<<<<
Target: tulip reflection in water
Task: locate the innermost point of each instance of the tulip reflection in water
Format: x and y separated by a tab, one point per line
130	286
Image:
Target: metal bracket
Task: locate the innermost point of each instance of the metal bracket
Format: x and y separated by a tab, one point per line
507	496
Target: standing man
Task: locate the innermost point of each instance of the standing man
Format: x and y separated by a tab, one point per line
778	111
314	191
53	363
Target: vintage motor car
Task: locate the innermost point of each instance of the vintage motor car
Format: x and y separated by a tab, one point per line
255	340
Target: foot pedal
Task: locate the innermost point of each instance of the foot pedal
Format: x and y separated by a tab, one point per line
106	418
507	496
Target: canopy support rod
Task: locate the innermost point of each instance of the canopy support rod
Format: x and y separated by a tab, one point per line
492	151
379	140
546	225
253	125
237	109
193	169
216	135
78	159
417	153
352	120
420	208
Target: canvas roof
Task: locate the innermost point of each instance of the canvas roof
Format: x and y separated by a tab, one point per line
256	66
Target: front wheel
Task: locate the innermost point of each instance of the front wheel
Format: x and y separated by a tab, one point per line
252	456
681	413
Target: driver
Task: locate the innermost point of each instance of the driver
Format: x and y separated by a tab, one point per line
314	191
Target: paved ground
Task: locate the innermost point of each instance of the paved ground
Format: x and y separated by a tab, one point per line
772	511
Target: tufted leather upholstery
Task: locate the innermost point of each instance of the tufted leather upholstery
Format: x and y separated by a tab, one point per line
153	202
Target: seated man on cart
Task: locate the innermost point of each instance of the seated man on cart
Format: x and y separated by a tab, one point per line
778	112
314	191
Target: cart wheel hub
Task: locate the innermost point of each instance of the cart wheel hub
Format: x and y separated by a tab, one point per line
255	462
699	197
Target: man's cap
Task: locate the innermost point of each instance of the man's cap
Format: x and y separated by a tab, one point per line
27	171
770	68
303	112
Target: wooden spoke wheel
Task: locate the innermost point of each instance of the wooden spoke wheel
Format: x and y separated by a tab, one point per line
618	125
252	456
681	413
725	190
>>>>
## Task prompt
Among the records above, how many lines contain the word "standing"? Answer with the number by itself.

## Answer to this exercise
2